# WHAT YOU SHOULD DO
Render the records below as a Markdown table with two columns, Row and Line. Give each line its own row, numbered from 1, and leave out any blank lines.

++++++++

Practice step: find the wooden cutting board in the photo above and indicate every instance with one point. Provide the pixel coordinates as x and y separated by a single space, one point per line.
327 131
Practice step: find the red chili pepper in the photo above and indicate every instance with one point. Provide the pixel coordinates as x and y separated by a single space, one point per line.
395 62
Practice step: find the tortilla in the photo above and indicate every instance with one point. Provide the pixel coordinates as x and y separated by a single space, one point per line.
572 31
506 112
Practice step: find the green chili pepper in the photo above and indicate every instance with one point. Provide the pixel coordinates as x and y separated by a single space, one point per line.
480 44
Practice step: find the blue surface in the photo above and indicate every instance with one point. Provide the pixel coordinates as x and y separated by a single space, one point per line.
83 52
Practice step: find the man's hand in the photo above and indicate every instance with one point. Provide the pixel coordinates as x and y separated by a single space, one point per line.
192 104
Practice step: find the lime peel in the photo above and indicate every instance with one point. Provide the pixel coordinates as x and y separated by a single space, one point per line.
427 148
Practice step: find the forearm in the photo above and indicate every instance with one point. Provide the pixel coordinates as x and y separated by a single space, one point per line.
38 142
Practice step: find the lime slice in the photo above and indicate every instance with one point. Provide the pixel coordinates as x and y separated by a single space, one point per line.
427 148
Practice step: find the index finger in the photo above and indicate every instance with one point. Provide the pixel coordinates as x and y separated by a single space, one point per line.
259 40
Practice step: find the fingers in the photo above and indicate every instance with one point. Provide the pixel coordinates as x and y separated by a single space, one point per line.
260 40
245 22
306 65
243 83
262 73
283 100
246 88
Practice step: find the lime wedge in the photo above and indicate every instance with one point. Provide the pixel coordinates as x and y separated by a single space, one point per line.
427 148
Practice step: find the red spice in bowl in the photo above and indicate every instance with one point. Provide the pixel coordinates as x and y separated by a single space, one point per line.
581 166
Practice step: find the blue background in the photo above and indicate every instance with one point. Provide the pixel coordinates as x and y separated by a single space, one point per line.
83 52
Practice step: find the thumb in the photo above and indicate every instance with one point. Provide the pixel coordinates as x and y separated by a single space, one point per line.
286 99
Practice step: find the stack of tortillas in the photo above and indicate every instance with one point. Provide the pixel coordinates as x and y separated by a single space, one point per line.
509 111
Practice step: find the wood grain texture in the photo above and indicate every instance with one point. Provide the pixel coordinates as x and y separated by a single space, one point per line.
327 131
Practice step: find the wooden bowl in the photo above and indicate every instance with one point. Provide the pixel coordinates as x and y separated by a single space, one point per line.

++++++++

# WRITTEN ANSWER
| Row | Line |
|---|---|
| 1 | Practice step: find the wooden cutting board in the photo above and indicate every instance with one point. Provide the pixel coordinates as x and y separated by a single space, one point per line. |
| 2 | 327 131 |
| 3 | Practice step: find the red chili pepper in the photo above and indicate every instance with one point. Provide the pixel coordinates as x and y separated by a single space, one point per line. |
| 4 | 395 62 |
| 5 | Practice step: find the tortilla in the photo above and indicate every instance with one point. Provide the pixel coordinates as x and y separated by a single space, one point per line. |
| 6 | 572 31 |
| 7 | 506 112 |
| 8 | Practice step: find the green chili pepper in the photo above and indicate every instance with one point. Provide the pixel coordinates as x and y separated by a single space, one point per line. |
| 9 | 480 44 |
| 10 | Practice step: find the blue surface in the photo above and indicate every instance with one point. Provide the pixel coordinates as x and y separated by a single space, one point per line. |
| 11 | 83 52 |
| 12 | Practice step: find the man's hand in the photo above and indicate every instance with one point. Provide the pixel coordinates as x and y separated by a single space, one point per line. |
| 13 | 192 104 |
| 14 | Practice step: find the lime peel in the photo above and indicate every instance with one point. Provide the pixel coordinates as x and y separated by a single space, one point per line. |
| 15 | 427 148 |
| 16 | Practice step: find the forearm in the photo above and indicate every instance with one point. Provide the pixel coordinates as x and y separated by a single space, one point per line. |
| 17 | 38 142 |
| 18 | Practice step: find the lime slice in the photo above and indicate every instance with one point. Provide the pixel coordinates as x and y separated by a single space, one point per line. |
| 19 | 427 148 |
| 20 | Practice step: find the index finger in the photo above and indicate every instance with one point. Provide the pixel coordinates as x and y separated by a single space, one point per line. |
| 21 | 259 40 |
| 22 | Practice step: find the fingers in the photo above and indicate every instance with one point. Provide the pixel coordinates as x and y separated by a single space, one point per line. |
| 23 | 260 40 |
| 24 | 245 22 |
| 25 | 306 65 |
| 26 | 243 83 |
| 27 | 262 73 |
| 28 | 283 100 |
| 29 | 246 88 |
| 30 | Practice step: find the lime wedge in the photo above and indicate every instance with one point. Provide the pixel coordinates as x and y separated by a single space, one point per line. |
| 31 | 427 148 |
| 32 | Practice step: find the red spice in bowl in the photo above and indicate every instance with one point. Provide the pixel coordinates as x and y separated by a single space, one point per line. |
| 33 | 581 166 |
| 34 | Practice step: find the blue background in the photo above and indicate every instance with one point. Provide the pixel coordinates as x and y separated by a single space, one point per line. |
| 35 | 83 52 |
| 36 | Practice step: find the thumb in the photo above and indicate every instance with one point. Provide the pixel coordinates as x and y separated by a single space, one point per line. |
| 37 | 286 99 |
| 38 | Practice step: find the stack of tortillas in the photo above and indicate every instance with one point. Provide the pixel coordinates as x and y separated by a single space, one point per line. |
| 39 | 509 111 |
| 40 | Practice step: find the wood grain texture in the photo above and indicate every instance with one point. Provide the pixel coordinates as x and y separated by a single space, one point per line. |
| 41 | 327 131 |
| 42 | Practice step: find the wooden bowl in the photo above and indicate every instance with one point. Provide the pixel coordinates as x and y separated by a single space, one point per line. |